Your assignment: Omitting all images, give the entries that follow again exactly as they read.
***** Extracted data *****
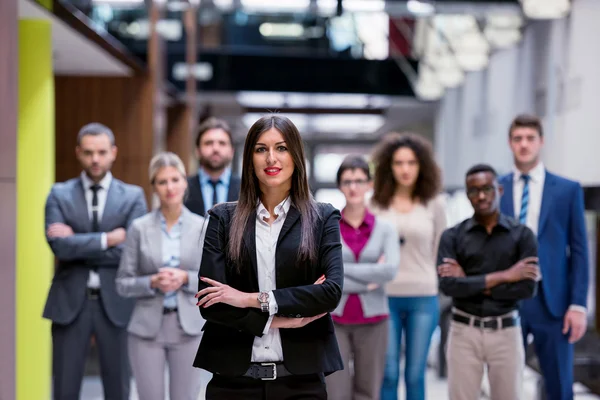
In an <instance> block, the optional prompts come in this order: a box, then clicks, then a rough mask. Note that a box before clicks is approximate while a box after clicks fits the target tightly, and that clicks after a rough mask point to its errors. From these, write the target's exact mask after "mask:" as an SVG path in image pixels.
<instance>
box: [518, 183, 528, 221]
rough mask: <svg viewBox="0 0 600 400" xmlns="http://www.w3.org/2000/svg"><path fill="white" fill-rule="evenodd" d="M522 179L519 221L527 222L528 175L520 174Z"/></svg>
mask: <svg viewBox="0 0 600 400" xmlns="http://www.w3.org/2000/svg"><path fill="white" fill-rule="evenodd" d="M521 179H522V180H523V196H521V212H520V213H519V222H520V223H522V224H525V223H526V222H527V208H528V206H529V181H530V180H531V177H530V176H529V175H521Z"/></svg>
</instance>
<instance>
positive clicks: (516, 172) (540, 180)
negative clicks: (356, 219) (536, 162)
mask: <svg viewBox="0 0 600 400" xmlns="http://www.w3.org/2000/svg"><path fill="white" fill-rule="evenodd" d="M545 173H546V168H545V167H544V163H542V162H541V161H540V162H539V163H538V165H536V166H535V167H534V168H533V169H532V170H531V171H529V173H528V174H527V175H529V178H530V179H531V180H532V181H533V182H541V181H542V179H543V178H544V174H545ZM521 176H523V174H522V173H521V171H519V170H518V169H517V167H516V166H515V167H514V174H513V180H514V181H516V182H518V181H519V180H521Z"/></svg>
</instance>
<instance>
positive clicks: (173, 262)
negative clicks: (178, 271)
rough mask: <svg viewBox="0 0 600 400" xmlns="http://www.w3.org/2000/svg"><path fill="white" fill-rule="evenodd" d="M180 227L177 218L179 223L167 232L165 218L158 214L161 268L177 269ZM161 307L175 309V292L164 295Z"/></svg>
mask: <svg viewBox="0 0 600 400" xmlns="http://www.w3.org/2000/svg"><path fill="white" fill-rule="evenodd" d="M181 225H182V219H181V217H179V221H177V223H176V224H174V225H173V226H172V227H171V230H170V231H169V230H167V221H166V220H165V217H164V216H163V215H162V213H161V214H160V227H161V232H162V235H161V240H162V246H161V250H162V266H163V267H170V268H179V257H180V248H181ZM163 307H165V308H176V307H177V292H176V291H173V292H167V293H165V299H164V301H163Z"/></svg>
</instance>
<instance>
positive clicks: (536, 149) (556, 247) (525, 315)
mask: <svg viewBox="0 0 600 400" xmlns="http://www.w3.org/2000/svg"><path fill="white" fill-rule="evenodd" d="M543 143H544V136H543V130H542V124H541V121H540V120H539V118H537V117H535V116H531V115H520V116H517V117H516V118H515V119H514V120H513V122H512V124H511V127H510V130H509V144H510V148H511V150H512V152H513V155H514V161H515V170H514V172H512V173H510V174H508V175H506V176H504V177H502V178H501V179H500V183H501V184H502V185H503V186H504V196H503V197H502V201H501V210H502V212H503V213H505V214H508V215H511V216H514V217H515V218H516V219H517V220H519V221H520V222H521V223H522V224H526V225H527V226H528V227H529V228H531V229H532V230H533V232H534V233H536V234H537V238H538V242H539V246H538V255H539V264H540V269H541V275H542V280H541V282H540V284H539V290H538V295H537V296H536V297H534V298H533V299H528V300H524V301H523V303H522V305H521V318H522V328H523V336H524V338H525V344H527V340H526V339H527V336H528V334H532V335H533V338H534V346H535V352H536V354H537V357H538V359H539V361H540V367H541V370H542V374H543V377H544V381H545V389H546V397H547V399H548V400H571V399H573V343H575V342H577V341H578V340H579V339H581V337H582V336H583V335H584V333H585V331H586V326H587V319H586V317H587V316H586V312H587V311H586V301H587V292H588V281H589V271H588V270H589V265H588V246H587V237H586V227H585V220H584V203H583V190H582V188H581V186H580V184H579V183H577V182H574V181H571V180H569V179H566V178H563V177H561V176H558V175H554V174H552V173H550V172H548V171H547V170H546V169H545V168H544V165H543V164H542V162H541V161H540V150H541V148H542V145H543Z"/></svg>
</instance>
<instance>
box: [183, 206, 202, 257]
mask: <svg viewBox="0 0 600 400" xmlns="http://www.w3.org/2000/svg"><path fill="white" fill-rule="evenodd" d="M190 214H191V211H189V210H188V209H187V208H185V207H184V208H183V212H182V215H181V217H182V218H181V221H182V222H181V241H180V243H181V244H180V249H179V253H180V254H179V260H180V264H181V265H182V266H190V267H191V266H192V265H193V264H194V262H197V263H198V267H199V266H200V260H194V254H196V252H195V251H194V249H195V248H198V246H201V244H200V243H198V241H199V240H200V237H199V236H198V237H197V238H195V237H194V226H193V225H192V223H191V221H190V218H189V216H190Z"/></svg>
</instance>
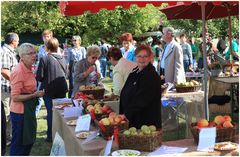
*****
Solution:
In an <instance> block, the optional prompts come in this order: a box, then clicks, then a rough mask. Note that a box before clicks is approximate while a box after clicks fits the target tightly, and that clicks after a rough mask point to its errors. From these, write the target's exact mask after "mask:" as an SVG path in image pixels.
<instance>
box: [518, 183, 528, 221]
rough mask: <svg viewBox="0 0 600 400" xmlns="http://www.w3.org/2000/svg"><path fill="white" fill-rule="evenodd" d="M522 179L519 221L527 222L528 175L520 174Z"/></svg>
mask: <svg viewBox="0 0 600 400" xmlns="http://www.w3.org/2000/svg"><path fill="white" fill-rule="evenodd" d="M521 179H522V180H523V196H521V212H520V213H519V222H520V223H522V224H525V223H526V222H527V208H528V206H529V181H530V180H531V177H530V176H529V175H521Z"/></svg>
</instance>
<instance>
positive clicks: (516, 172) (540, 180)
negative clicks: (356, 219) (536, 162)
mask: <svg viewBox="0 0 600 400" xmlns="http://www.w3.org/2000/svg"><path fill="white" fill-rule="evenodd" d="M545 173H546V168H545V167H544V163H542V162H541V161H540V162H539V163H538V165H536V166H535V167H534V168H533V169H532V170H531V171H529V173H528V174H527V175H529V178H530V179H531V180H532V181H533V182H541V181H542V179H543V178H544V174H545ZM521 176H523V174H522V173H521V171H519V170H518V169H517V167H516V166H515V167H514V174H513V180H514V181H516V182H518V181H519V180H521Z"/></svg>
</instance>
<instance>
positive clicks: (173, 262)
negative clicks: (178, 271)
rough mask: <svg viewBox="0 0 600 400" xmlns="http://www.w3.org/2000/svg"><path fill="white" fill-rule="evenodd" d="M180 227L177 218L179 223L167 232L165 218L158 214L161 268L177 269ZM161 307L175 309V292L164 295Z"/></svg>
mask: <svg viewBox="0 0 600 400" xmlns="http://www.w3.org/2000/svg"><path fill="white" fill-rule="evenodd" d="M181 225H182V219H181V217H179V221H177V223H176V224H174V225H173V226H172V227H171V230H170V231H169V230H167V221H166V220H165V217H164V216H163V215H162V213H161V214H160V227H161V232H162V235H161V240H162V246H161V250H162V266H163V267H170V268H179V257H180V248H181ZM163 307H165V308H176V307H177V292H176V291H173V292H167V293H165V299H164V301H163Z"/></svg>
</instance>
<instance>
positive clicks: (536, 149) (556, 247) (525, 315)
mask: <svg viewBox="0 0 600 400" xmlns="http://www.w3.org/2000/svg"><path fill="white" fill-rule="evenodd" d="M543 143H544V136H543V130H542V124H541V121H540V120H539V118H537V117H535V116H531V115H520V116H517V117H516V118H515V119H514V120H513V122H512V124H511V127H510V130H509V144H510V148H511V150H512V152H513V155H514V161H515V170H514V172H512V173H510V174H508V175H506V176H504V177H502V178H501V179H500V183H501V184H502V185H503V186H504V196H503V197H502V201H501V210H502V212H503V213H505V214H508V215H511V216H514V217H515V218H516V219H517V220H519V221H520V222H521V223H522V224H526V225H527V226H528V227H529V228H531V229H532V230H533V232H534V233H536V234H537V238H538V242H539V246H538V255H539V264H540V269H541V275H542V280H541V282H540V284H539V290H538V295H537V296H536V297H534V298H533V299H528V300H524V301H523V303H522V305H521V318H522V328H523V336H524V338H525V344H527V340H526V339H527V336H528V334H532V335H533V338H534V346H535V352H536V354H537V357H538V359H539V361H540V367H541V370H542V374H543V377H544V381H545V389H546V397H547V399H548V400H571V399H573V343H575V342H577V341H578V340H579V339H581V337H582V336H583V335H584V333H585V331H586V326H587V319H586V317H587V316H586V312H587V311H586V301H587V292H588V281H589V271H588V270H589V265H588V246H587V237H586V227H585V220H584V203H583V190H582V188H581V186H580V184H579V183H577V182H574V181H571V180H569V179H566V178H563V177H561V176H558V175H554V174H552V173H550V172H548V171H547V170H546V169H545V168H544V165H543V164H542V162H541V161H540V150H541V148H542V145H543Z"/></svg>
</instance>
<instance>
box: [183, 206, 202, 257]
mask: <svg viewBox="0 0 600 400" xmlns="http://www.w3.org/2000/svg"><path fill="white" fill-rule="evenodd" d="M190 214H191V211H189V210H188V209H187V208H185V207H184V208H183V212H182V215H181V217H182V218H181V221H182V222H181V241H180V243H181V244H180V249H179V253H180V254H179V260H180V264H181V265H182V266H190V267H191V266H192V265H193V264H194V262H197V263H198V267H199V266H200V260H194V254H196V252H195V251H194V249H195V248H198V246H201V244H200V243H198V241H199V240H200V237H199V236H198V237H197V238H195V237H194V226H193V225H192V223H191V221H190V218H189V216H190Z"/></svg>
</instance>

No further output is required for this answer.